• [Request]
Show every line of the data below that contains the word "green", reproducing each line in full.

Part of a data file
▽

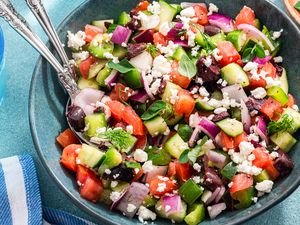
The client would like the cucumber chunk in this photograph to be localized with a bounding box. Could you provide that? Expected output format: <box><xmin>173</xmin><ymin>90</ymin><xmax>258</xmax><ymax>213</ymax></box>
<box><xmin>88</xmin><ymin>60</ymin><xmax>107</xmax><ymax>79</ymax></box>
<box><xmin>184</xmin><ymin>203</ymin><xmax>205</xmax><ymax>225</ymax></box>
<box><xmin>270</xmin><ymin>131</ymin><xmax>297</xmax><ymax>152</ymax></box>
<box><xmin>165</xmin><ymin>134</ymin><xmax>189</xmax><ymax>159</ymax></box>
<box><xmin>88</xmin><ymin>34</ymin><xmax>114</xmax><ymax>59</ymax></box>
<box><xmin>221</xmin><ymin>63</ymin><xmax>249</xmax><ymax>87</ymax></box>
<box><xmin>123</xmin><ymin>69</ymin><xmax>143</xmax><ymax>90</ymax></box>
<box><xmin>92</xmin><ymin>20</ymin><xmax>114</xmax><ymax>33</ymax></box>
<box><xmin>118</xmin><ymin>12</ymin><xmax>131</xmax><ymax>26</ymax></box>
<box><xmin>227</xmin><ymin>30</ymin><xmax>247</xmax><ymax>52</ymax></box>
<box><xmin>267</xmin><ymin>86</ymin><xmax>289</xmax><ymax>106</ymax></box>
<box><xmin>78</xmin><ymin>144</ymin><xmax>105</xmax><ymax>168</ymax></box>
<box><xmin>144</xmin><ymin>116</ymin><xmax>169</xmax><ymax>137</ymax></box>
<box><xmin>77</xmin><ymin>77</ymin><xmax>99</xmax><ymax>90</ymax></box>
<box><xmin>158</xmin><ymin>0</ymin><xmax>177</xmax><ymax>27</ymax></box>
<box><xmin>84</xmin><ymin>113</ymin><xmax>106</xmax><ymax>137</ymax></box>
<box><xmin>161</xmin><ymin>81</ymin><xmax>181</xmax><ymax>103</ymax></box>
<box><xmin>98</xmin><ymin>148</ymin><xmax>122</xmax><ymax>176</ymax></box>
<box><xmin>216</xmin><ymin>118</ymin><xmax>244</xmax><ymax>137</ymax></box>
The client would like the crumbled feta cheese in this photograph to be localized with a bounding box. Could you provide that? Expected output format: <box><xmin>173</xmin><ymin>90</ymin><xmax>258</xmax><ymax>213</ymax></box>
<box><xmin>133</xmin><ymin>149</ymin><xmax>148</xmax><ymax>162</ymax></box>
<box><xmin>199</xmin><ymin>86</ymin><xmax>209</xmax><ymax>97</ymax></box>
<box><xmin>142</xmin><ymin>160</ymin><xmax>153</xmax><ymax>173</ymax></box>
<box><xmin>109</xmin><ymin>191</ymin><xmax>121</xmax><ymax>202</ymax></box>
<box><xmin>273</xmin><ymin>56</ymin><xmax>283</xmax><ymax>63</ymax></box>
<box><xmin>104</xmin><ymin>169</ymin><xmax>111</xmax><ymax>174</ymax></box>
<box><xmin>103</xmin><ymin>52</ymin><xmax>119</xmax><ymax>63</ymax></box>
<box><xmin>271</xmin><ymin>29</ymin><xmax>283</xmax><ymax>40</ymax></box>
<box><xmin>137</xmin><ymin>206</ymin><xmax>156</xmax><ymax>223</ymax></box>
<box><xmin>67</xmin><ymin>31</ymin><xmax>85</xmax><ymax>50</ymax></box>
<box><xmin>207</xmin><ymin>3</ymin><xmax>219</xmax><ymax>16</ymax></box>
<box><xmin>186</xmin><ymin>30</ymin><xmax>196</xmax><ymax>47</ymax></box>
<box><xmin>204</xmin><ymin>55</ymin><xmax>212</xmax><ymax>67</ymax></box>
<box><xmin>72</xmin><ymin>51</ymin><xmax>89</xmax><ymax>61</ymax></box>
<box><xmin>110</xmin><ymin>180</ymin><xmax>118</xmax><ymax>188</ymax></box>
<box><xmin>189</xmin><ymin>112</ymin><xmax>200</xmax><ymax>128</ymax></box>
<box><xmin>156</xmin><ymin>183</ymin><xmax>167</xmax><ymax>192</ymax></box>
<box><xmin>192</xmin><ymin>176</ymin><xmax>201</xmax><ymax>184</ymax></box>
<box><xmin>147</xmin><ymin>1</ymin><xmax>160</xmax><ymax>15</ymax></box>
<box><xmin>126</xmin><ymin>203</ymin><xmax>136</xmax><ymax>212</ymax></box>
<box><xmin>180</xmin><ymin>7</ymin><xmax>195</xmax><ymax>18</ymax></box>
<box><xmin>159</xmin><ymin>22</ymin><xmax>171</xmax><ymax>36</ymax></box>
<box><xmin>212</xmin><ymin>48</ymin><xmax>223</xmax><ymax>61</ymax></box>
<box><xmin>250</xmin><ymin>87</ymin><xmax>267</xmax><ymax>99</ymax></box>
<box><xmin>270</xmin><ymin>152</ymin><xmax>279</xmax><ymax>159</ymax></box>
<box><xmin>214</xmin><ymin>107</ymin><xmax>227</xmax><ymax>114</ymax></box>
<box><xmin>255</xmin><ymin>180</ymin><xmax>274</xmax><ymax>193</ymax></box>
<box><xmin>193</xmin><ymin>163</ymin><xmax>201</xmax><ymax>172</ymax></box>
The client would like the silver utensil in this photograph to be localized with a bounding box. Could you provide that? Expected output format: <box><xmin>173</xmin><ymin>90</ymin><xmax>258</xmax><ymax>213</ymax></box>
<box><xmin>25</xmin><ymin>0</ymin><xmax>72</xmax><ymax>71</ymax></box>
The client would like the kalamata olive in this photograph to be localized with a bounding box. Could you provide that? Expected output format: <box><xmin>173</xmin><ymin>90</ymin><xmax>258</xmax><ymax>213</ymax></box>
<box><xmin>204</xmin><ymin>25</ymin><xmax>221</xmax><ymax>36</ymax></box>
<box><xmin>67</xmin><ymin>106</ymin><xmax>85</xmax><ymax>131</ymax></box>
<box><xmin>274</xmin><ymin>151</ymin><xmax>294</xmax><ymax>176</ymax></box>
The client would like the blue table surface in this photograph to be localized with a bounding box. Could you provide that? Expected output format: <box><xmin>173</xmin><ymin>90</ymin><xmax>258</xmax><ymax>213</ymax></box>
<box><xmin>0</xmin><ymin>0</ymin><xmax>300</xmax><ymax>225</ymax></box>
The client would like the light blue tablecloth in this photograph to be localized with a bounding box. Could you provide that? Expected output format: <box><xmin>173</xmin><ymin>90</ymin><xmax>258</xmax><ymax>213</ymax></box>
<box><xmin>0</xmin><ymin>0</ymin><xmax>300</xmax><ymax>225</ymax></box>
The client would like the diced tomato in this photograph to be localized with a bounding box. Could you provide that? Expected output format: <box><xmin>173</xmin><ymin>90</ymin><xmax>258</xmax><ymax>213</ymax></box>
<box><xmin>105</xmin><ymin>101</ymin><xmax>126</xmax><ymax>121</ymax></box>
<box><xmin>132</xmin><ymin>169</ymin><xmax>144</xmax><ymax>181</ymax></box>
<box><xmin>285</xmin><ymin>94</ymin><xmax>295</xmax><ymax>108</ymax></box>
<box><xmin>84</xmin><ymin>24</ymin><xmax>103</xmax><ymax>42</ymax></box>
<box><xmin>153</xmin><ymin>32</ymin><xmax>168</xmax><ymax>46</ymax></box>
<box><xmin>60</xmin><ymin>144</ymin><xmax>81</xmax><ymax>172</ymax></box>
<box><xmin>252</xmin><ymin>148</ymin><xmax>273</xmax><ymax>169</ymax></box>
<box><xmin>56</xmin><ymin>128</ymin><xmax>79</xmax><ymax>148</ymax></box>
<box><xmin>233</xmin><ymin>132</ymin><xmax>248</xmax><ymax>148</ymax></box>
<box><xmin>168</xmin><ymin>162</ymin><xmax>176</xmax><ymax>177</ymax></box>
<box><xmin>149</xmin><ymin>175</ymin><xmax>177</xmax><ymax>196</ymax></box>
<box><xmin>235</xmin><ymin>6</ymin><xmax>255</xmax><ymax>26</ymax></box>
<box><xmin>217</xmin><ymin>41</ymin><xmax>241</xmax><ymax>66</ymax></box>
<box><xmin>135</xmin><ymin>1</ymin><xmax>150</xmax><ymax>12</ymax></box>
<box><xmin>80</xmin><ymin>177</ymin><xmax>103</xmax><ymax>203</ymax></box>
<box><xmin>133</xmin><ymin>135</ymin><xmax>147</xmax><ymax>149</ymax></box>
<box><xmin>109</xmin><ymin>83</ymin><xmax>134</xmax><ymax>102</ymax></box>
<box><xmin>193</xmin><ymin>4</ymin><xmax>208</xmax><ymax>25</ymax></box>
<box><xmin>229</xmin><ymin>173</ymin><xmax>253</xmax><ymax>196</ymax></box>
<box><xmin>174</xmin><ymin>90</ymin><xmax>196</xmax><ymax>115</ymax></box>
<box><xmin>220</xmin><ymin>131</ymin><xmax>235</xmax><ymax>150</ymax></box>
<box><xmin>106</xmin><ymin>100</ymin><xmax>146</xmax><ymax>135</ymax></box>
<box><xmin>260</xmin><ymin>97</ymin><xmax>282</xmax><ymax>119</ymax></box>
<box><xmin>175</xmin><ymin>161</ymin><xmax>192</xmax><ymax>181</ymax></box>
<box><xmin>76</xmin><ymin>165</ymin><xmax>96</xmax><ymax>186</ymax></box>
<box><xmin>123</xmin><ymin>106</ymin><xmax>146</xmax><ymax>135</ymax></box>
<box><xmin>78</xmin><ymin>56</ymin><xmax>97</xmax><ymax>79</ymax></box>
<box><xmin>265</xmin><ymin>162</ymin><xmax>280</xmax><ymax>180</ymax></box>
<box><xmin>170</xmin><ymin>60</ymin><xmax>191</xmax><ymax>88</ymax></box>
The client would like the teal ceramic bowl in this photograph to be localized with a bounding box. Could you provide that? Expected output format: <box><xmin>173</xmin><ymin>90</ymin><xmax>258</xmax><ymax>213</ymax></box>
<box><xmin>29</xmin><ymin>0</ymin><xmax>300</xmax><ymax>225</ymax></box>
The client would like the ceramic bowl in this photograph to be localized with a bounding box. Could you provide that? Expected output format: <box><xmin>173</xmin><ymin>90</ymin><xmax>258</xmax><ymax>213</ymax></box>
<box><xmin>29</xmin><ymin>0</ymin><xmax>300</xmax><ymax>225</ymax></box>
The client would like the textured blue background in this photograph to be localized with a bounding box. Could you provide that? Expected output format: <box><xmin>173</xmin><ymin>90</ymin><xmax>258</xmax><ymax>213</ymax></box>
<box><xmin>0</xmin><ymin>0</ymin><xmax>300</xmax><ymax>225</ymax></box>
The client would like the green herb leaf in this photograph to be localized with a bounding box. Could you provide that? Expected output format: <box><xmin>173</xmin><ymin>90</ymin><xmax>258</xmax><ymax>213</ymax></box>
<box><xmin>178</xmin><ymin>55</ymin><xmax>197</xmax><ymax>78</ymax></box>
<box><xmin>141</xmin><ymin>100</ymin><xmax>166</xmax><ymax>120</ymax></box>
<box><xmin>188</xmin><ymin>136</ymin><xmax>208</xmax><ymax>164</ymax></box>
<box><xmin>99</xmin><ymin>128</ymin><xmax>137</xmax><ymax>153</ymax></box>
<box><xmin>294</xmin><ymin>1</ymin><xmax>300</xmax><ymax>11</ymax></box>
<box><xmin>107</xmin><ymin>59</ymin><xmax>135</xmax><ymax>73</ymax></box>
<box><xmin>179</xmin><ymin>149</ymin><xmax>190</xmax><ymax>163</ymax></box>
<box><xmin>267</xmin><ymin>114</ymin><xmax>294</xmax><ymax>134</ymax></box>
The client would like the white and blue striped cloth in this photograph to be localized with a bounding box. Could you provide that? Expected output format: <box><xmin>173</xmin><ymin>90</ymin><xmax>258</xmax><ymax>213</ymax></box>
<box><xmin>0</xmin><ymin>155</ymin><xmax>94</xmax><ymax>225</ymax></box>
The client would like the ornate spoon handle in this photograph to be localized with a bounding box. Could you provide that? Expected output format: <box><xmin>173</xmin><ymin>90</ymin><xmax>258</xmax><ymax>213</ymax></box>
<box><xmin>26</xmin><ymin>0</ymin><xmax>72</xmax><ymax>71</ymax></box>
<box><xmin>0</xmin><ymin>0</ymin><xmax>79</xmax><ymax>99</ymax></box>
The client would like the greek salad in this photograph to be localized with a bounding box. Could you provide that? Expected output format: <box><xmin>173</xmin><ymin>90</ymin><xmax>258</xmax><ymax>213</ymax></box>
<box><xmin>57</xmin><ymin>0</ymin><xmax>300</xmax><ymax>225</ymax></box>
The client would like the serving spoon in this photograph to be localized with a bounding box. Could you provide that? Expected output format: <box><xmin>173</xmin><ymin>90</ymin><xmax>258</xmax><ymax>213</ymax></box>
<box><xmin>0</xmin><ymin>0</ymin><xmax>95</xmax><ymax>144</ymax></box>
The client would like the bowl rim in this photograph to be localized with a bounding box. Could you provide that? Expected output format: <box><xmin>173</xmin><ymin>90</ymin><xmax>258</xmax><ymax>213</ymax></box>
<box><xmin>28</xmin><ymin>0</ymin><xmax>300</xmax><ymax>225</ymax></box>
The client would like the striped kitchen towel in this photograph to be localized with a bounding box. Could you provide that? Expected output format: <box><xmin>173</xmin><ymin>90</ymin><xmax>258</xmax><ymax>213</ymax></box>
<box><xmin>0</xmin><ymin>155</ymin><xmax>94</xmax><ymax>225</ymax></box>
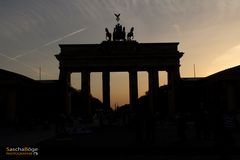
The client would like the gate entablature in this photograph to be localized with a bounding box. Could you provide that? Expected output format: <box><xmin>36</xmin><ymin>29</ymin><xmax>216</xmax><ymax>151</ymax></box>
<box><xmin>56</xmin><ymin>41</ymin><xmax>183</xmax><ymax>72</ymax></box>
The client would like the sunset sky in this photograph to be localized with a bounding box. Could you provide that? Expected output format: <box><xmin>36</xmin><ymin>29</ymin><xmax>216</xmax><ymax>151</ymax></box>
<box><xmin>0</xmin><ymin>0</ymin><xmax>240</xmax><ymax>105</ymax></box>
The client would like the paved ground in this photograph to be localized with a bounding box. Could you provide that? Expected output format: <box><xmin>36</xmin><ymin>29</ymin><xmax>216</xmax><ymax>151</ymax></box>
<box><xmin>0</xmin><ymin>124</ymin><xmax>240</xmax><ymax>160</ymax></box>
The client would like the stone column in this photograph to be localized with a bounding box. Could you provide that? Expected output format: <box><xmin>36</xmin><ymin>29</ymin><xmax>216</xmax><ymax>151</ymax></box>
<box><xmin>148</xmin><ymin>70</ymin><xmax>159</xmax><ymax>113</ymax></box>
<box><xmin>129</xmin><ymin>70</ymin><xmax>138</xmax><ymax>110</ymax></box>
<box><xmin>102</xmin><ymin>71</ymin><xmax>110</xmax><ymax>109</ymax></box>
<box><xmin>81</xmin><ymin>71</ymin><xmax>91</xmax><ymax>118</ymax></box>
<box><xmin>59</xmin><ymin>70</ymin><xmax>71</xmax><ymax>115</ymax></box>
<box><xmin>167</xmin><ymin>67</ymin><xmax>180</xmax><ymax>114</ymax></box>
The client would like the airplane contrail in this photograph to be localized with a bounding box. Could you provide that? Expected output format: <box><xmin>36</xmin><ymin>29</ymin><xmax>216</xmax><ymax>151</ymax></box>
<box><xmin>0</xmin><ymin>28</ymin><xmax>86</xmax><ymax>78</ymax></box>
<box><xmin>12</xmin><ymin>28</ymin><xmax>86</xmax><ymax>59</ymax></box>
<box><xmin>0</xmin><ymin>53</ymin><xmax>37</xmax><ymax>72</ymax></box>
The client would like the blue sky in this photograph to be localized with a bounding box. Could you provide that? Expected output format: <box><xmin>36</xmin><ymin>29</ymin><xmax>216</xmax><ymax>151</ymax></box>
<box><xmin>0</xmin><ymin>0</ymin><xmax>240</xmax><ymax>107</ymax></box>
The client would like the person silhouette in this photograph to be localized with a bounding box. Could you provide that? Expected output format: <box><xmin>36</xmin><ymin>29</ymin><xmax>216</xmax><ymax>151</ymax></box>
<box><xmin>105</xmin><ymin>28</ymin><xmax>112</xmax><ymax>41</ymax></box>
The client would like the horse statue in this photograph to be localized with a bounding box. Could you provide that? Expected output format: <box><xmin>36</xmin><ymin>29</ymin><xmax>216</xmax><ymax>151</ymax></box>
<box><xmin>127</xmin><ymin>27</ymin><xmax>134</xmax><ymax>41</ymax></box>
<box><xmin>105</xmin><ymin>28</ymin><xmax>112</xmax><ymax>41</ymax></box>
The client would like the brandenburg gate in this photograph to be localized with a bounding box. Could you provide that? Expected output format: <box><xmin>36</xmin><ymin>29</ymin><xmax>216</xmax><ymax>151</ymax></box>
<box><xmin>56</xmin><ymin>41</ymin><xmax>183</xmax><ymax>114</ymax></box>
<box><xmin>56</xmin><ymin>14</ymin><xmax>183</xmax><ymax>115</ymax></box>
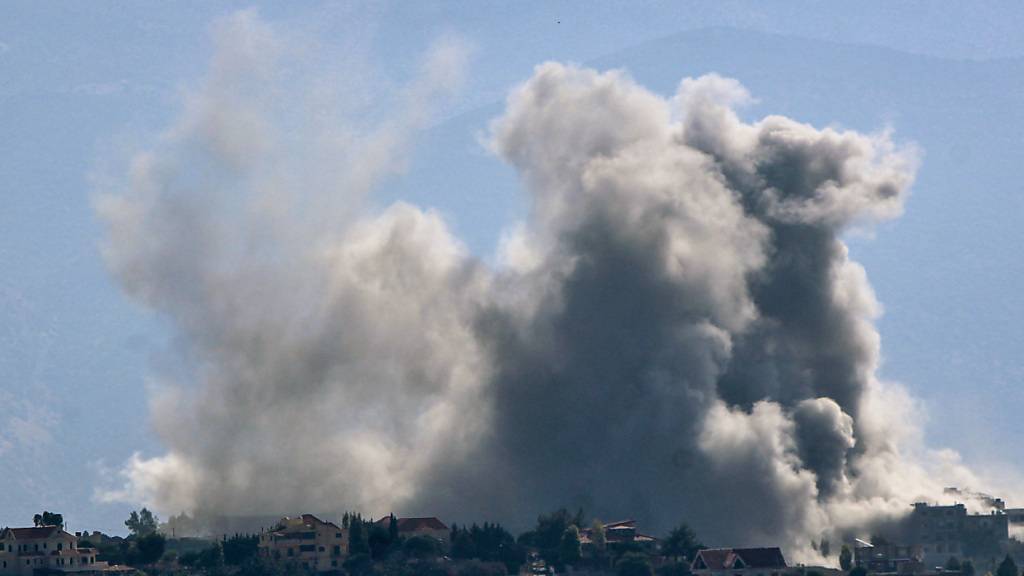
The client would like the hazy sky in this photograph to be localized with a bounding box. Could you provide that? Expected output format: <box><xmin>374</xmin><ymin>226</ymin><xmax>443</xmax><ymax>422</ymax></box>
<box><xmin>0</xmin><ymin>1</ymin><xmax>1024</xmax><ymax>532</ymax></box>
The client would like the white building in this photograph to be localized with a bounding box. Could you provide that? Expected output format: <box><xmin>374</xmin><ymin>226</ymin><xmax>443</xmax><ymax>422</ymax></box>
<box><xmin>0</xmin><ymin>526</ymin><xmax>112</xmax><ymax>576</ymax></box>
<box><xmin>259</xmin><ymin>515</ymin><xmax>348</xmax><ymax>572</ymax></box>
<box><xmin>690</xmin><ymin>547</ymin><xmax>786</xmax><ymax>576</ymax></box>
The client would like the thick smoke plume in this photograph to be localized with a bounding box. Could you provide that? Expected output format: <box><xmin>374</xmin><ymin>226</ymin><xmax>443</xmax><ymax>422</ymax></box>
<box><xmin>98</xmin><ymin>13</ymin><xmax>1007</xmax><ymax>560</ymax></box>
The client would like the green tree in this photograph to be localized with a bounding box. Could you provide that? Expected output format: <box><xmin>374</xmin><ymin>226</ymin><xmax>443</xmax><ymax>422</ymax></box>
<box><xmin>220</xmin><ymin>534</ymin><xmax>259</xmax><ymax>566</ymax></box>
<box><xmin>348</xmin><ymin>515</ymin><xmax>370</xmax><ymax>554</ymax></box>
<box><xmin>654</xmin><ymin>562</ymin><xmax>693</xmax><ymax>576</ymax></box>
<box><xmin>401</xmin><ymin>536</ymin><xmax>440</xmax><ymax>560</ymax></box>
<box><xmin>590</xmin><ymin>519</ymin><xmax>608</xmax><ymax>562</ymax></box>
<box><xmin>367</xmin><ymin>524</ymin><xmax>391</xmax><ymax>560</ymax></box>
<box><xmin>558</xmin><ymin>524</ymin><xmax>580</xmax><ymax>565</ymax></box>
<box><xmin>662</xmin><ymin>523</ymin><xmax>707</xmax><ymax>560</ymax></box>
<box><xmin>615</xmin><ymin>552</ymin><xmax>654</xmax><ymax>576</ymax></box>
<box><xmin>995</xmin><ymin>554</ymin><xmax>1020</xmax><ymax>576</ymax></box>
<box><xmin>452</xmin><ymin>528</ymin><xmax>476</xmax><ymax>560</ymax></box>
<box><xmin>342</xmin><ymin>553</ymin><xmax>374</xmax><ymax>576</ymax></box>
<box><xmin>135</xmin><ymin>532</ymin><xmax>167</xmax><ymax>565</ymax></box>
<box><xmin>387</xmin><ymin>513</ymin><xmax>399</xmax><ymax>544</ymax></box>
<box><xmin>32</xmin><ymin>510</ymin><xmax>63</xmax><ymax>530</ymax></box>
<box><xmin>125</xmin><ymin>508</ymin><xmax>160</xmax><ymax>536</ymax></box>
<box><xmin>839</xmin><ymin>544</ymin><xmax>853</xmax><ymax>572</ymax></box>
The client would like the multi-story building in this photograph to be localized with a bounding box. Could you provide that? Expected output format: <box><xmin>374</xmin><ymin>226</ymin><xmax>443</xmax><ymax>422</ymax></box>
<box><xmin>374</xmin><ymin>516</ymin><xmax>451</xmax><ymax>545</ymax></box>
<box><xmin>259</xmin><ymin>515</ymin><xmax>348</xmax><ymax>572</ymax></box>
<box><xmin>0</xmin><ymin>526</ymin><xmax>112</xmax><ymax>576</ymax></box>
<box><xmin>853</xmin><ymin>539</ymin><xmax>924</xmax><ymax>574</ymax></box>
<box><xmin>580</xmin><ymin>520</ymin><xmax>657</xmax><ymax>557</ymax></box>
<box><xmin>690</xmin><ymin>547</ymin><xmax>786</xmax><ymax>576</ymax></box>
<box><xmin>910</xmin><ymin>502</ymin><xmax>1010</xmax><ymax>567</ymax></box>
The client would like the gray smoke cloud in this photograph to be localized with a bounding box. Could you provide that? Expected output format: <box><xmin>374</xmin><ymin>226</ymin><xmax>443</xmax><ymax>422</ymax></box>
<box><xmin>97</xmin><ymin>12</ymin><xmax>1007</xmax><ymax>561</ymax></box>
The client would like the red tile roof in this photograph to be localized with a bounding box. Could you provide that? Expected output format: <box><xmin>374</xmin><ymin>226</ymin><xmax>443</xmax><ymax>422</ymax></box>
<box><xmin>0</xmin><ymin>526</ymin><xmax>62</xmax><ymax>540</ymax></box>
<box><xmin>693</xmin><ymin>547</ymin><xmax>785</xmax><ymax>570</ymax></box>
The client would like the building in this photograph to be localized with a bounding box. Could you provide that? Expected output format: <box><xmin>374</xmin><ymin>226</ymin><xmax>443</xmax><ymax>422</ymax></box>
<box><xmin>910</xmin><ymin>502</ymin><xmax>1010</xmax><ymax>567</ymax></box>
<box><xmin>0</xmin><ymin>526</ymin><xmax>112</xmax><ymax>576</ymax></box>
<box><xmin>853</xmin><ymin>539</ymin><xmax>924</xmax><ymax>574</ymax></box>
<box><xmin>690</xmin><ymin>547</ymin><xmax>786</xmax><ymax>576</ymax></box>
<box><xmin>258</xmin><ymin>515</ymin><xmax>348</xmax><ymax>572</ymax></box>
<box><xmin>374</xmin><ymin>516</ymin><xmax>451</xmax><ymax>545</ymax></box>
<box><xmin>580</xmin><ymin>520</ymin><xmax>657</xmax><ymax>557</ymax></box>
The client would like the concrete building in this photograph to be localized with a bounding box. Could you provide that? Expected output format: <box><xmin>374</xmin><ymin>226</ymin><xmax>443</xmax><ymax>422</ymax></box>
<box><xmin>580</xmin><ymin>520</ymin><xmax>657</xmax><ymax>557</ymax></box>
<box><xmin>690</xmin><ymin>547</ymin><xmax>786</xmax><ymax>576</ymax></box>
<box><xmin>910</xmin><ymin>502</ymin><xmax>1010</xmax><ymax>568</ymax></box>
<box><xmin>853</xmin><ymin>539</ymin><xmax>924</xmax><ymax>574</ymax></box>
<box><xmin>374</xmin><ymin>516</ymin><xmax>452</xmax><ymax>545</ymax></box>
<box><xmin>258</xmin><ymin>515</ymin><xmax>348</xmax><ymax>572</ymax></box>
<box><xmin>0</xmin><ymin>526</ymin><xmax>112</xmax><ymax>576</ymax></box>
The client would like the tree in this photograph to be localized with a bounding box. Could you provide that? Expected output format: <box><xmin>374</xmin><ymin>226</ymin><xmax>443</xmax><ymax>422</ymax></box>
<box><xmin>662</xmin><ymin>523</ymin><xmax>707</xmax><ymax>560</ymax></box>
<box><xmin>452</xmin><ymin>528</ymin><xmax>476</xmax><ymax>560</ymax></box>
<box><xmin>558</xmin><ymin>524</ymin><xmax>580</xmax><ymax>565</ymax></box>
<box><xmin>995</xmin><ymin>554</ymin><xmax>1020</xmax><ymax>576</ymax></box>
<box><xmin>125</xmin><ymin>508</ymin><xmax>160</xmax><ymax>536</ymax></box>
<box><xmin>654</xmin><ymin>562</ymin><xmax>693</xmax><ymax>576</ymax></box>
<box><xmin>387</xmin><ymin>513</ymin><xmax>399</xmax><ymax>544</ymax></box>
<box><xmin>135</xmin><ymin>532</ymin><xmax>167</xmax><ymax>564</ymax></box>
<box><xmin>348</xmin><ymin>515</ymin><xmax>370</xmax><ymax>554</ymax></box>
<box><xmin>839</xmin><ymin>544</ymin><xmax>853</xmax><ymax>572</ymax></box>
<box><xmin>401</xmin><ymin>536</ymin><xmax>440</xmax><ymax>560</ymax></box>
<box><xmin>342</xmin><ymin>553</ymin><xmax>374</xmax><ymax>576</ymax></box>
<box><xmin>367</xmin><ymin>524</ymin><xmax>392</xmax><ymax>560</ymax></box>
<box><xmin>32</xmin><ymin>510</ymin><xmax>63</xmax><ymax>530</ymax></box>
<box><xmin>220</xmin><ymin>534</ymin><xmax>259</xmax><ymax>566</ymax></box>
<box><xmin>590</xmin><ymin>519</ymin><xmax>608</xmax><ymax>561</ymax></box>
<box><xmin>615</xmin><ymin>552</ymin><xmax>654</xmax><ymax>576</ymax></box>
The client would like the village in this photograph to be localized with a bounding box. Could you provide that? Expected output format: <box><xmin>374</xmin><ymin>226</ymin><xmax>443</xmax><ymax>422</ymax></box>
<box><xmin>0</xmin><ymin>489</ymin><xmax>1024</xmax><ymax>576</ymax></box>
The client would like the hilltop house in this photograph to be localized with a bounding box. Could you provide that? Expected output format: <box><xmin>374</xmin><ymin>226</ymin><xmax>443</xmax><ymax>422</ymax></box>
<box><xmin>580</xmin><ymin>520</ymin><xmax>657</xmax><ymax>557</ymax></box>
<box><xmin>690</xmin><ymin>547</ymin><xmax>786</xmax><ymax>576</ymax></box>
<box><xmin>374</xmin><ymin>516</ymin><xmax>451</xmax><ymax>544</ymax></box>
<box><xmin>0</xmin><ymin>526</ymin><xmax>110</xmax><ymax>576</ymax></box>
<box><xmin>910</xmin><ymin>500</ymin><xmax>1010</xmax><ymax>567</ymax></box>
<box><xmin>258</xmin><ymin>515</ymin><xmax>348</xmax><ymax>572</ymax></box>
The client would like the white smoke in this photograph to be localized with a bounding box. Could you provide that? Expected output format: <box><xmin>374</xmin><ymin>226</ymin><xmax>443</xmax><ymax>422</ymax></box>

△

• [Exercise solution]
The client would like the green herb leaf in this photograph to be localized with a bounding box. Could you provide that? Expected output format: <box><xmin>173</xmin><ymin>90</ymin><xmax>258</xmax><ymax>213</ymax></box>
The client would like the green tree in this photograph to be localized with a bounding box. Could you provide that? Expected output format: <box><xmin>374</xmin><ymin>226</ymin><xmax>443</xmax><ymax>422</ymax></box>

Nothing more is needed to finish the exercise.